Goal of the exercise:
From the line with "One point belongs on each instance of the sign" to the final line of the records, reproduce every line exactly and only those lines.

Source data:
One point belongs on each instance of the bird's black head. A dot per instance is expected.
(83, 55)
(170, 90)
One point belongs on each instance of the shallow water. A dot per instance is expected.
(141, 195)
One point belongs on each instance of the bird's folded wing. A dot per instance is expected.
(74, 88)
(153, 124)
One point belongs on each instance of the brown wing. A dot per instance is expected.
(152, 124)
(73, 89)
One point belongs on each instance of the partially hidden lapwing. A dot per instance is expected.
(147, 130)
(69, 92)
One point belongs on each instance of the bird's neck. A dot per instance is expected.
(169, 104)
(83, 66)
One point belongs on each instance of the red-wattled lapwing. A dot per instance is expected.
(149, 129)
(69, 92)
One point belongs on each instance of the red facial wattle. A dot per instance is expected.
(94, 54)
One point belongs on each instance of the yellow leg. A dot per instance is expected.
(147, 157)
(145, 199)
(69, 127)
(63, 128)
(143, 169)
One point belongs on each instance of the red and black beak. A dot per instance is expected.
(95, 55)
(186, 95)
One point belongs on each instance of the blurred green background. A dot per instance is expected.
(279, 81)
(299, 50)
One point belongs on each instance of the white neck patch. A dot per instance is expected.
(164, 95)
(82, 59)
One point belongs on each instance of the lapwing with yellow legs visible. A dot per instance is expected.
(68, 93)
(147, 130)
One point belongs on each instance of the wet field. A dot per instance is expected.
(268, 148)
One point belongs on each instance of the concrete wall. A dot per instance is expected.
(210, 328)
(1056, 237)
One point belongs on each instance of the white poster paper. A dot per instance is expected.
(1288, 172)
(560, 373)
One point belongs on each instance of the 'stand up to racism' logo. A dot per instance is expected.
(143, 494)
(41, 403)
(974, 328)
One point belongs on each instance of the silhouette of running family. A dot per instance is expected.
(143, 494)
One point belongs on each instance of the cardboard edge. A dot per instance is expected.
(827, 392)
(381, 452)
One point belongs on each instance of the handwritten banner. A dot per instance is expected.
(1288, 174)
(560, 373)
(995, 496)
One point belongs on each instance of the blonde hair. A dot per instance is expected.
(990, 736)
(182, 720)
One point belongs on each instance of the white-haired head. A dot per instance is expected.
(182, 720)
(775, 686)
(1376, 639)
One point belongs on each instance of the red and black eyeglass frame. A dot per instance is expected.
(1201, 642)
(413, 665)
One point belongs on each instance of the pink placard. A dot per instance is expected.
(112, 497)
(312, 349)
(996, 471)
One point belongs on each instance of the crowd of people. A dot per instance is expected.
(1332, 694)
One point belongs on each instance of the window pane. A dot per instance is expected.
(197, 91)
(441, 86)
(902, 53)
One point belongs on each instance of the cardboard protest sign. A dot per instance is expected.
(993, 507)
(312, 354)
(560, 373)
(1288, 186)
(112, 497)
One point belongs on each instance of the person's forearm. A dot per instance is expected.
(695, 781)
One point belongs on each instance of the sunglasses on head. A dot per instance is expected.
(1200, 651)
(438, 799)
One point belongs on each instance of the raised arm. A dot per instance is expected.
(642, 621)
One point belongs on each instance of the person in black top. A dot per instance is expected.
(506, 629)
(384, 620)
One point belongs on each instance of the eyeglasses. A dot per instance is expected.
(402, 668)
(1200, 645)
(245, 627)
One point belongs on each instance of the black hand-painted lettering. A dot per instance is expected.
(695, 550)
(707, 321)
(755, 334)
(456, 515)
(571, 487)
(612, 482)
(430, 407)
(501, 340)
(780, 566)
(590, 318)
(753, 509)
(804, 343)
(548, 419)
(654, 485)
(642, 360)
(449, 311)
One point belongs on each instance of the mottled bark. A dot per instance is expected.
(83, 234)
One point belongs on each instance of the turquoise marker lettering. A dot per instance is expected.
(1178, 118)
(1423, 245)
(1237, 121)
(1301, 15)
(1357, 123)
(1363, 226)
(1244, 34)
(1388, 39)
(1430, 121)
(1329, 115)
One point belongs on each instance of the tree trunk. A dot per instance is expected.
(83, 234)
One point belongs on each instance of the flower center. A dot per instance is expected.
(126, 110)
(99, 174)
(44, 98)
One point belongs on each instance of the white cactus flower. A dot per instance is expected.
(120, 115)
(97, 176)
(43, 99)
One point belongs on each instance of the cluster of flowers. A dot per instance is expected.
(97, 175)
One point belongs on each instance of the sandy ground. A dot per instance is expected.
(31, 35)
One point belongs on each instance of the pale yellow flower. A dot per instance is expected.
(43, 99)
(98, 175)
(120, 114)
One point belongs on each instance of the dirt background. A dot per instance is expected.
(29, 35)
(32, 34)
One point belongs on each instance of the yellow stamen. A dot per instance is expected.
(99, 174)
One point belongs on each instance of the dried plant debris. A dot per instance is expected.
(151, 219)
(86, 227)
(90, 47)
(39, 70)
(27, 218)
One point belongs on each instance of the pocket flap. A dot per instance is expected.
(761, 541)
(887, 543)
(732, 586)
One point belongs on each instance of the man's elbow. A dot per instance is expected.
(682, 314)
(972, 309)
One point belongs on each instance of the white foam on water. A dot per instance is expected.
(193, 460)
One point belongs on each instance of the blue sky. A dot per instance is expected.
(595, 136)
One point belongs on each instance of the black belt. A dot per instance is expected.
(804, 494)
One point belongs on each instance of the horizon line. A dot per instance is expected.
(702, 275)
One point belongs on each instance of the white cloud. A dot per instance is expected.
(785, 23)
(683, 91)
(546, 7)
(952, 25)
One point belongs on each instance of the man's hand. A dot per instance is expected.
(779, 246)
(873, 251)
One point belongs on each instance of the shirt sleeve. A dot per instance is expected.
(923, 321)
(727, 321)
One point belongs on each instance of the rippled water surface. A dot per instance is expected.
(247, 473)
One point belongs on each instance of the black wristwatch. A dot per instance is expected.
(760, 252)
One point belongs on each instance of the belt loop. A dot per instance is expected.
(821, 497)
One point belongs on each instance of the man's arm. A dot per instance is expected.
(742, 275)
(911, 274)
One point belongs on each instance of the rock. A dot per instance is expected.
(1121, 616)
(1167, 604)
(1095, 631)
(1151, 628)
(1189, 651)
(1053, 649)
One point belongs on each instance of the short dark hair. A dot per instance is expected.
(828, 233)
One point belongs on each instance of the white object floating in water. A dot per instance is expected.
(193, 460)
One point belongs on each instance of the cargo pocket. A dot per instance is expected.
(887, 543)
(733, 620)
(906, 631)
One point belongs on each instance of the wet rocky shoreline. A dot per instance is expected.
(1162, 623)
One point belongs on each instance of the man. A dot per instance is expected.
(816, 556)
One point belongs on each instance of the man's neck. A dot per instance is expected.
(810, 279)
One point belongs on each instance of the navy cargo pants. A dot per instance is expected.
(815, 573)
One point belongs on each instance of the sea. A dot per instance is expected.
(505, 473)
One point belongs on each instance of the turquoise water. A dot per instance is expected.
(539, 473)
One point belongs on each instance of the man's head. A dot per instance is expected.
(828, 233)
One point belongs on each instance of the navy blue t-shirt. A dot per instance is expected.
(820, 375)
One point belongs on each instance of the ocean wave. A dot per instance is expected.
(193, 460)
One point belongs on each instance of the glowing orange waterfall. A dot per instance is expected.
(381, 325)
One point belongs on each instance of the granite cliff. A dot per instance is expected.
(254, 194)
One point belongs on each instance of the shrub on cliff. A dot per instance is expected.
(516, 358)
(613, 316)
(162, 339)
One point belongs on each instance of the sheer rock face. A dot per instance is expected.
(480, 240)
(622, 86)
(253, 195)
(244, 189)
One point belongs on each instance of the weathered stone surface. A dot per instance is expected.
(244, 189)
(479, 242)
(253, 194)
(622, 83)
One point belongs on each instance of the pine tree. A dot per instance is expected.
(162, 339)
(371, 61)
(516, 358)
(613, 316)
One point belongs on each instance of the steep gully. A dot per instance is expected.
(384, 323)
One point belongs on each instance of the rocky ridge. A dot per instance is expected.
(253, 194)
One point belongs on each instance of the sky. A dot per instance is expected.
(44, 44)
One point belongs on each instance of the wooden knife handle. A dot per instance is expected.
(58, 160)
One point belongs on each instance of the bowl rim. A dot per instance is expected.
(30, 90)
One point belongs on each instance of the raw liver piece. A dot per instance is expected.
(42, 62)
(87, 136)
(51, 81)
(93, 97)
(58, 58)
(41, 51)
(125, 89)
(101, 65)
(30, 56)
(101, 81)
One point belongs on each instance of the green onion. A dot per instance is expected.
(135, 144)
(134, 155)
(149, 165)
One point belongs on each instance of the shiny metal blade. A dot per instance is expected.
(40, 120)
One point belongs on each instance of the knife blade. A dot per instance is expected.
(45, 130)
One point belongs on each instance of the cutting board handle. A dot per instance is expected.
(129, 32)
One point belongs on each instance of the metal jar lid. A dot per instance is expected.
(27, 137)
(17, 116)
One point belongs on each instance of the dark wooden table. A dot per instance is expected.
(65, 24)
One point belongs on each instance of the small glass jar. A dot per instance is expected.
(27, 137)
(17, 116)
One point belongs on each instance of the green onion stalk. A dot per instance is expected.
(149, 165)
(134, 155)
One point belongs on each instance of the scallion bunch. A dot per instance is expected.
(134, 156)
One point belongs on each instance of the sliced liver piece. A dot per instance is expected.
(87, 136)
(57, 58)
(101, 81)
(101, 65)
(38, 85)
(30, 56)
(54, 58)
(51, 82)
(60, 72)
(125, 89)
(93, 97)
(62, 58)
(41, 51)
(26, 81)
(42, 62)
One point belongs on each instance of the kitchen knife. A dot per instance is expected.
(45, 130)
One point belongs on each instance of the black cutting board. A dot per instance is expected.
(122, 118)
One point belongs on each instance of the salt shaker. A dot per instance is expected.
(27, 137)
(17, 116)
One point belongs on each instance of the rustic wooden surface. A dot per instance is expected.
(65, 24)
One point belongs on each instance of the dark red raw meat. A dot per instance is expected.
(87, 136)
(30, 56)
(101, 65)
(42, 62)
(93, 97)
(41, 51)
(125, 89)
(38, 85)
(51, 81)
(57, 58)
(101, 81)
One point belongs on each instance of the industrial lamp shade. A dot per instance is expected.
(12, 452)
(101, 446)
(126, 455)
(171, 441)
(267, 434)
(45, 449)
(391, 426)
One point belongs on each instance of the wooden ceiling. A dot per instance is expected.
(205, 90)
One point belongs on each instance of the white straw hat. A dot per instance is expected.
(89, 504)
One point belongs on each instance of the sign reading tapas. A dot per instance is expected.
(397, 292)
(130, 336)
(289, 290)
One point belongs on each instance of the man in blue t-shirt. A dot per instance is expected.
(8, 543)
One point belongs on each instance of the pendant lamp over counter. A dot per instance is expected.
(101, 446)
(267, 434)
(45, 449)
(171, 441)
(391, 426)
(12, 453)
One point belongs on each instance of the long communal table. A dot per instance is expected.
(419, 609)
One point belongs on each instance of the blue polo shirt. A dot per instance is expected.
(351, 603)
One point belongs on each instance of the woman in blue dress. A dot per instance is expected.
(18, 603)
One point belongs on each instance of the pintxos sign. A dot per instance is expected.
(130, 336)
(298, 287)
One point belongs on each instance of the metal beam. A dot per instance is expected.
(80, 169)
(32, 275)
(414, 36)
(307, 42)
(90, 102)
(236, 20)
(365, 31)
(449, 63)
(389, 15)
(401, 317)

Right answer:
One point belongs on each instance of the sign reading tapas. A dot per instance is expected.
(397, 292)
(130, 336)
(289, 290)
One point belongs on each instance of the man in blue t-shirt. A dot per instance is expected.
(8, 543)
One point belongs on each instance of the pendant lamp over counter. A dot per instance is expected.
(101, 446)
(267, 434)
(45, 449)
(171, 441)
(391, 426)
(12, 453)
One point belongs on each instance of the long communal table. A dot per instance is expected.
(419, 609)
One point belongs on each instance of the blue polo shirt. A dot per instance is expected.
(351, 603)
One point belongs on each instance of the woman in blue dress. A dot per instance is expected.
(18, 603)
One point belongs on each instance of the pintxos sign. A dot per instance is expected.
(130, 336)
(298, 287)
One point belongs on each instance of the metal beam. A dot per instance is expected.
(80, 169)
(32, 275)
(414, 36)
(307, 42)
(90, 102)
(236, 20)
(365, 31)
(449, 63)
(389, 15)
(401, 317)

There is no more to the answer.